Vorliegender Text —
>>>>
# SyncMaster T 2233 BW wirklich kaufen?



## Philipp1991 (8. November 2008)

Ich weis schon das es zurzeit viele Threads über Spielemonitore gibt nur da wird eben nur gefragt welchen man kaufen sollte. 
Bin grade ziemlich knapp bei Kasse und ich überlege mir schon seit ein paar Tagen den SyncMaster T 2233 BW anstatt dem Syncmaster t220 zu holen. Der kostet immerhin 50€ weniger und ist bei Media Markt auf Platz 1 und der t220 auf Platz 4. 
Ich weis nur das die glaube ich nur eine andere Reaktionszeit haben. Also der t220 hat 2ms und der T 2233 BW hat 5ms. Ich denke aber nicht das man da einen Unterschied merken würde.
Möchte halt nur nicht 50€ mehr ausgeben für was ich nachher sowieso nicht merken werde.

Also ist der t220 wirklich die 50€ mehr wert? Wenn ja, wieso?


----------



## AjS (8. November 2008)

ich möchte mir auch bald einen neuen bildschrim kaufen und habe mir diese frage oft schon gestellt

also ich denke ich würde mir den t220 holen, denn der 2233BW ist nur 15€ billiger...
aber ich bin mir noch nicht sicher.


----------



## Philipp1991 (8. November 2008)

Wieso 15€?
Bei mir ist da ein Unterschied von 50€.


----------



## AjS (8. November 2008)

Philipp1991 schrieb:


> Wieso 15€?
> Bei mir ist da ein Unterschied von 50€.


also

Samsung SyncMaster 2233BW, 22", 1680x1050, VGA, DVI (LS22CMKKFV) Preisvergleich bei Geizhals.at Österreich


Samsung SyncMaster T220, 22", 1680x1050, VGA, DVI (LS22TWHSUV) Preisvergleich bei Geizhals.at Österreich


----------



## Philipp1991 (8. November 2008)

Ja das sind aber die Preise von online Shops. Ich will mir den ja net bestellen sondern in nem laden kaufen.
Und da kostet der t220 249,99€ und der T 2233 BW 199,99€.*
*


----------



## AjS (8. November 2008)

Philipp1991 schrieb:


> Ja das sind aber die Preise von online Shops. Ich will mir den ja net bestellen sondern in nem laden kaufen.
> Und da kostet der t220 249,99€ und der T 2233 BW 199,99€.


achso wusste ich nicht

warum nicht online??


----------



## Philipp1991 (8. November 2008)
<<<<
Bereitgestellte Daten —
>>>>
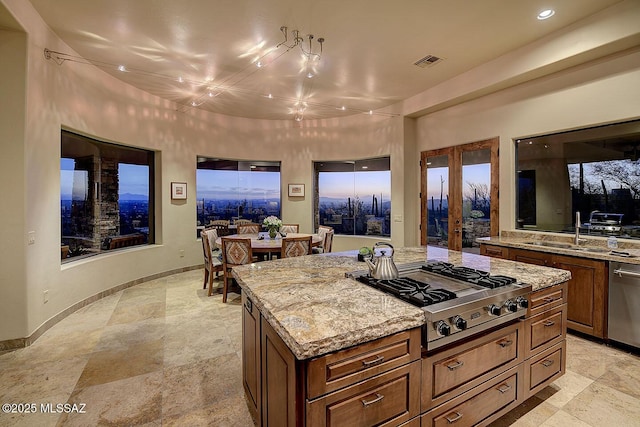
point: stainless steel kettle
(384, 268)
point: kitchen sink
(599, 250)
(552, 245)
(568, 246)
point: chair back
(296, 246)
(236, 252)
(328, 242)
(249, 228)
(290, 228)
(206, 249)
(221, 226)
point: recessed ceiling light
(546, 14)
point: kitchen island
(323, 349)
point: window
(594, 171)
(106, 196)
(231, 189)
(354, 197)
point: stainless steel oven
(624, 303)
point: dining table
(261, 243)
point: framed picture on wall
(296, 190)
(178, 190)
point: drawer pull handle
(505, 343)
(378, 398)
(452, 419)
(504, 388)
(453, 366)
(374, 361)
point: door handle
(378, 398)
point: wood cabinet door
(251, 354)
(586, 294)
(282, 396)
(530, 257)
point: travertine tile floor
(163, 353)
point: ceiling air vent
(427, 61)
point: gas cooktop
(458, 301)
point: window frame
(353, 166)
(98, 154)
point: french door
(459, 195)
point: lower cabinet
(387, 399)
(390, 382)
(587, 290)
(482, 404)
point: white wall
(591, 94)
(86, 100)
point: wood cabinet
(375, 383)
(282, 380)
(481, 405)
(587, 290)
(545, 332)
(251, 356)
(587, 294)
(449, 373)
(387, 399)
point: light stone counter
(316, 310)
(535, 240)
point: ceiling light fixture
(546, 14)
(212, 91)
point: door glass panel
(476, 198)
(437, 200)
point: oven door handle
(620, 272)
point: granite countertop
(593, 248)
(317, 310)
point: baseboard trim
(17, 343)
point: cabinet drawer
(544, 368)
(494, 251)
(451, 372)
(334, 371)
(545, 329)
(547, 298)
(458, 369)
(480, 405)
(389, 399)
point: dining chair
(328, 242)
(234, 252)
(221, 225)
(322, 232)
(289, 228)
(212, 257)
(295, 246)
(249, 228)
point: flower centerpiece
(273, 224)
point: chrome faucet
(577, 239)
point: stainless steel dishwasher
(624, 303)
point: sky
(134, 179)
(479, 173)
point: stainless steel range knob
(443, 328)
(459, 323)
(495, 310)
(522, 302)
(511, 306)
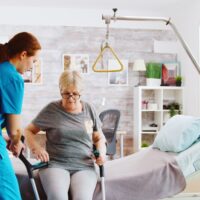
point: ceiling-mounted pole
(161, 19)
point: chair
(110, 121)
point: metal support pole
(160, 19)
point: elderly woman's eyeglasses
(68, 95)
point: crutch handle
(97, 154)
(30, 167)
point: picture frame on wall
(118, 78)
(79, 62)
(35, 74)
(169, 72)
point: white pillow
(179, 133)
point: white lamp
(139, 65)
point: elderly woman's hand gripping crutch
(101, 169)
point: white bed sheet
(189, 160)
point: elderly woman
(72, 127)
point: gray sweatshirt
(69, 136)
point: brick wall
(56, 40)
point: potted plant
(174, 109)
(153, 73)
(178, 80)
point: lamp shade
(139, 65)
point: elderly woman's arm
(99, 141)
(38, 151)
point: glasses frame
(68, 95)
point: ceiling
(94, 4)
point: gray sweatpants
(57, 182)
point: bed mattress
(189, 160)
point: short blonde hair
(70, 78)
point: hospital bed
(147, 175)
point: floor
(192, 190)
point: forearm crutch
(101, 170)
(30, 168)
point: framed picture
(79, 62)
(34, 75)
(118, 78)
(169, 72)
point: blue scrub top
(11, 97)
(11, 92)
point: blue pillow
(179, 133)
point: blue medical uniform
(11, 97)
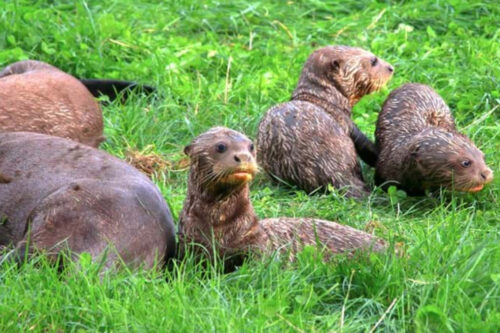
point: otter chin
(218, 217)
(311, 141)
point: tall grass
(225, 63)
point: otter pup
(311, 141)
(219, 216)
(58, 193)
(420, 148)
(38, 97)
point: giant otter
(219, 216)
(38, 97)
(311, 141)
(57, 193)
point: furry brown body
(420, 148)
(37, 97)
(312, 141)
(58, 193)
(219, 216)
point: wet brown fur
(420, 148)
(219, 217)
(312, 141)
(66, 194)
(38, 97)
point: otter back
(37, 97)
(62, 193)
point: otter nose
(242, 157)
(487, 175)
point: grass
(225, 63)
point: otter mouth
(241, 175)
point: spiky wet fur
(312, 141)
(220, 220)
(419, 144)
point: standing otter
(219, 216)
(38, 97)
(420, 148)
(56, 193)
(311, 141)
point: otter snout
(487, 175)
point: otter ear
(335, 65)
(187, 150)
(414, 151)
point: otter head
(352, 71)
(222, 160)
(450, 160)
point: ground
(225, 63)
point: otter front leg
(364, 147)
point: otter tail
(113, 88)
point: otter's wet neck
(323, 95)
(221, 206)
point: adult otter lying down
(420, 147)
(311, 141)
(56, 193)
(218, 214)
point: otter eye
(466, 163)
(221, 147)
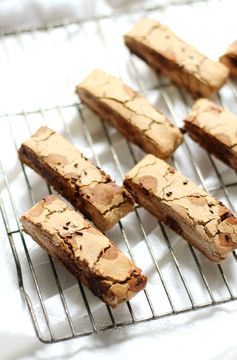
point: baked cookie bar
(215, 129)
(84, 250)
(198, 217)
(230, 58)
(130, 113)
(181, 62)
(87, 187)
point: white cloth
(35, 76)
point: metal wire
(46, 333)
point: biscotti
(182, 63)
(198, 217)
(84, 250)
(87, 187)
(215, 129)
(130, 113)
(230, 58)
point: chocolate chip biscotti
(130, 113)
(215, 129)
(198, 217)
(182, 63)
(230, 58)
(87, 187)
(84, 250)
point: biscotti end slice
(84, 250)
(87, 187)
(130, 113)
(195, 215)
(230, 58)
(181, 62)
(215, 129)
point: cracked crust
(87, 187)
(84, 250)
(130, 113)
(182, 63)
(230, 58)
(215, 129)
(198, 217)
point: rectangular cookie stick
(230, 58)
(84, 250)
(87, 187)
(130, 113)
(198, 217)
(182, 63)
(215, 129)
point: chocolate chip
(173, 224)
(171, 170)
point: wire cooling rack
(41, 68)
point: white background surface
(206, 334)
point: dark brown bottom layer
(170, 69)
(98, 285)
(73, 194)
(211, 144)
(79, 270)
(173, 220)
<<<<
Aufgabenstellung —
1. Welche Ladenpreise nennt Philipp1991 im Forenthread zum SyncMaster für den t220 und den T 2233 BW?
2. Sammle aus der Auflistung alle Zeilen, in denen das Wort „pillow“ vorkommt.

Lösungen —
1. Der t220 kostet 249,99 € und der T 2233 BW 199,99 €.

2.
point: white pillow
point: blue pillow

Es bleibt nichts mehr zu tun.